Work to be completed: Would you please repeat exactly the lines from the one containing "Exercise. Tag every instance of the snowy sky" to the end of the records, both included, and leave out the rest?
Segment Start: Task inputs
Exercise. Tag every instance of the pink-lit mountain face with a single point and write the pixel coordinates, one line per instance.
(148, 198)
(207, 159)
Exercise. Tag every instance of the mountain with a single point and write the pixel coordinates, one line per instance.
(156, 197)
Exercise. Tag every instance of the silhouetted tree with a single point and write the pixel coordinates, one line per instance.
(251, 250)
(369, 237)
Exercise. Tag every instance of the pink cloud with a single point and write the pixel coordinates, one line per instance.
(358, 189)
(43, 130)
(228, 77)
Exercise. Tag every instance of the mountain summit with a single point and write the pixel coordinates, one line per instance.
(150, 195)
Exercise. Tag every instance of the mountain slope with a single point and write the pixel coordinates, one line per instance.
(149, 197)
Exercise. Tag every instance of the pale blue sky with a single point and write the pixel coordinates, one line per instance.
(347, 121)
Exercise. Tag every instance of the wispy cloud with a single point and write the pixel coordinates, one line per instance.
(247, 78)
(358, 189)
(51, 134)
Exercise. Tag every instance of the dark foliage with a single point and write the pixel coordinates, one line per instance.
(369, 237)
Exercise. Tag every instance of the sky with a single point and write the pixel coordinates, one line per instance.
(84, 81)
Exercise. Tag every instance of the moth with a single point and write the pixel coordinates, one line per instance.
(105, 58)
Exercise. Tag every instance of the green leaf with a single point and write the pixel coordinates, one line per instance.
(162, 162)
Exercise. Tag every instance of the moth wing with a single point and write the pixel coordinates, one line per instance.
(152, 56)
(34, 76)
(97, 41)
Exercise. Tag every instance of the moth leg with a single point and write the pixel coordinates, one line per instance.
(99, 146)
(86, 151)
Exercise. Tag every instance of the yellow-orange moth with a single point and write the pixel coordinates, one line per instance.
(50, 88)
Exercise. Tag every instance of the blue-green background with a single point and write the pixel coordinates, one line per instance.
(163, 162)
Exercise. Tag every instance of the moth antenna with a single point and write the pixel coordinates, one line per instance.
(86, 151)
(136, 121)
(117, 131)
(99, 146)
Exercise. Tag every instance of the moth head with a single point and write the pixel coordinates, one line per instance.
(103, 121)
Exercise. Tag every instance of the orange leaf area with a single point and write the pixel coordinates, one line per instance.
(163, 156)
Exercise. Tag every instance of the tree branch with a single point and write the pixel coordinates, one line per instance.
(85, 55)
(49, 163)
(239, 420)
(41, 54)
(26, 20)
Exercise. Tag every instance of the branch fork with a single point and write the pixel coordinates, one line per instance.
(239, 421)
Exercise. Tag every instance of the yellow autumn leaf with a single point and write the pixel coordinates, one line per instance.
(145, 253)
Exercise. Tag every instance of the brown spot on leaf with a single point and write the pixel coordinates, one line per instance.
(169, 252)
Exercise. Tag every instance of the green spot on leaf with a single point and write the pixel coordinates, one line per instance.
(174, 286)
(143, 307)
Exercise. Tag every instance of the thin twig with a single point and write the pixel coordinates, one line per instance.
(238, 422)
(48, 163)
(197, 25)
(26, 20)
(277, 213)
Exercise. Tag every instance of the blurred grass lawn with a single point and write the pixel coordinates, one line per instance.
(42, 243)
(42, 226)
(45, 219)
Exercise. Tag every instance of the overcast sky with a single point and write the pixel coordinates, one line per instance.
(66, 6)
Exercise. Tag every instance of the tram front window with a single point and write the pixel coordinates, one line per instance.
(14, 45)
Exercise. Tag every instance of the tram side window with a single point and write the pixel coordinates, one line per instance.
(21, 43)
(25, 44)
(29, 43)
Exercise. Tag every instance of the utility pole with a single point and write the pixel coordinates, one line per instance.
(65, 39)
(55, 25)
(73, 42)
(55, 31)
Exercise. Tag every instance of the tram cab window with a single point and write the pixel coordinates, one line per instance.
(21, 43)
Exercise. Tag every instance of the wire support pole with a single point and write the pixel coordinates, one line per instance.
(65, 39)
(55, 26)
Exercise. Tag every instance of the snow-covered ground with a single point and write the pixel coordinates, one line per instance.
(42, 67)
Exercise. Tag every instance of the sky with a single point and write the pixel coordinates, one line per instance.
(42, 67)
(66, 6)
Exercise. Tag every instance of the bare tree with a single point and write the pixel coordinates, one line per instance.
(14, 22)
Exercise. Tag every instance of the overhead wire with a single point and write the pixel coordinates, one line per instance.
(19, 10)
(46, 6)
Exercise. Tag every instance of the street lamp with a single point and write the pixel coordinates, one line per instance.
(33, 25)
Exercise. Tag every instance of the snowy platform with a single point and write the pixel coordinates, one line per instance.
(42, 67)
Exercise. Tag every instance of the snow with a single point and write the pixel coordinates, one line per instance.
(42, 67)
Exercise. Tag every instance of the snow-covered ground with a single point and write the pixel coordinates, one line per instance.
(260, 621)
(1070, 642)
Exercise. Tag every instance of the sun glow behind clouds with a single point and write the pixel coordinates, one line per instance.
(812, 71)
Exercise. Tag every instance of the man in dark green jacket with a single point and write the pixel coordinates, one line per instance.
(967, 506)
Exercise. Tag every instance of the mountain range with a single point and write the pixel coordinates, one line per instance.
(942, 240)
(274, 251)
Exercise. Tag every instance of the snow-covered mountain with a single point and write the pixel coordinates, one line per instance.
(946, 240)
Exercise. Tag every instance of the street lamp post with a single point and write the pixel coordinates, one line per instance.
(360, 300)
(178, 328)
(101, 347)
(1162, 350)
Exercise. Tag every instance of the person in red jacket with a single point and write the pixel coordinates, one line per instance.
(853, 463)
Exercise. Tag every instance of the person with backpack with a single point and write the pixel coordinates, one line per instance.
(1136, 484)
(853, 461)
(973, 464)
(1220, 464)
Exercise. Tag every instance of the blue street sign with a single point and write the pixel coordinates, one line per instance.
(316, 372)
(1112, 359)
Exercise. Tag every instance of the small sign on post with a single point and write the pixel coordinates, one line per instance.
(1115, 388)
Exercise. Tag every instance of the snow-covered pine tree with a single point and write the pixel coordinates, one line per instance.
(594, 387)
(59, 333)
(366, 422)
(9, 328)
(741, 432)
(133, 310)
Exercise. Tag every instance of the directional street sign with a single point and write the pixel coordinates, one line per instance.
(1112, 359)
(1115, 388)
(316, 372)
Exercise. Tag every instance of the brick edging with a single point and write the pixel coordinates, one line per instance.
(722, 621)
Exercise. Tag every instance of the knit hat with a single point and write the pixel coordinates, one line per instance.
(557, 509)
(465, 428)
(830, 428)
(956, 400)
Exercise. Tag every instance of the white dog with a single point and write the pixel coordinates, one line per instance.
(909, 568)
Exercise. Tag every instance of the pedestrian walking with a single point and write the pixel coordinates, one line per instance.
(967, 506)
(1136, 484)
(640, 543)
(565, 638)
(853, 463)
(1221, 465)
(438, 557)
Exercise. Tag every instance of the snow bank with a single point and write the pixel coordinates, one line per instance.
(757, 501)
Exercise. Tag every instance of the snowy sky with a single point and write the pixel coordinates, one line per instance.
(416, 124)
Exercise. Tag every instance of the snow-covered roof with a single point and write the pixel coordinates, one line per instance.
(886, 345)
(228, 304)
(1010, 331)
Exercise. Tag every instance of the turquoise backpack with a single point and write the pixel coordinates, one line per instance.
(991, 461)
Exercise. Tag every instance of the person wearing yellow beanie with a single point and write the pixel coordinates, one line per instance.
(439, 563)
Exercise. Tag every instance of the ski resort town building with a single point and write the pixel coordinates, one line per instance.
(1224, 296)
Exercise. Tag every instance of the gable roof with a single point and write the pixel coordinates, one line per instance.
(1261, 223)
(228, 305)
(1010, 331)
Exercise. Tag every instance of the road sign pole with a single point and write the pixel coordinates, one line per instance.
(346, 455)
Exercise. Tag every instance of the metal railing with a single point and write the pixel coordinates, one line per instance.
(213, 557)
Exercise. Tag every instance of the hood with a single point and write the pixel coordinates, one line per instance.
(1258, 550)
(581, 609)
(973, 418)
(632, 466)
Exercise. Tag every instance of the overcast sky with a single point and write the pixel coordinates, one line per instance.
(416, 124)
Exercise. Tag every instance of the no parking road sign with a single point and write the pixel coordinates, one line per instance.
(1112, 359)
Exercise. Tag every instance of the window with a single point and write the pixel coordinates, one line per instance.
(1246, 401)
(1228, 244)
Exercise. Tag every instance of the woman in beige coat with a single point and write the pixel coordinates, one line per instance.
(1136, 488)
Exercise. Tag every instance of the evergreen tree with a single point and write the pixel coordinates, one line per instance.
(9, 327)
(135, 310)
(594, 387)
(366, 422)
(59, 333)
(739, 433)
Segment End: Task inputs
Reply to the task:
Exercise. Tag every instance of the snowy sky with a single point and write the pixel coordinates, one line per instance.
(416, 124)
Exercise. Tag every instance of the snow-covered roof with a single point and write the pixel coordinates, one line per instance.
(886, 345)
(228, 304)
(1010, 331)
Exercise. Tag every instance of the turquoise backpack with a single point and write the pixel coordinates, one line per instance.
(991, 461)
Exercise. Tag every instance of the person wearing yellow beanie with a single point and write the pixel coordinates, one line per instance.
(439, 563)
Exercise. Tag every instance of the ski resort town building with a single point and write the pixel coordinates, one line per instance.
(1224, 296)
Exercise. Tag every instance of the gable roof with a single point and write the pixel coordinates, one line per instance.
(1261, 223)
(228, 305)
(1010, 331)
Exercise. Tag every instance of the road sign pole with a single point and write the pixel coordinates, one line per instance.
(346, 455)
Exercise. Tag every instance of the metal railing with a single point and write the pixel coordinates, one line per instance.
(213, 557)
Exercise. Tag every instance of the hood with a single point and write the pixel coordinates, one line per instance.
(1258, 550)
(581, 609)
(973, 418)
(632, 466)
Exercise. Tag every instance of the overcast sky with a single point and write the pixel coordinates, one line per instance.
(416, 124)
Exercise. Tag every instance of the no parking road sign with a single point and write the pixel coordinates, one line per instance.
(1112, 359)
Exercise. Tag every instance of the window with a single point and write the pixel coordinates, one line per instance.
(1246, 401)
(1228, 244)
Exercise. Tag every instance of the woman in beige coat with a single point and write the pixel coordinates, one line per instance.
(1136, 488)
Exercise. Tag every instance of the evergreen tree with a single point and write the pixel coordinates, one line per instance.
(9, 327)
(135, 310)
(594, 387)
(366, 422)
(59, 333)
(739, 433)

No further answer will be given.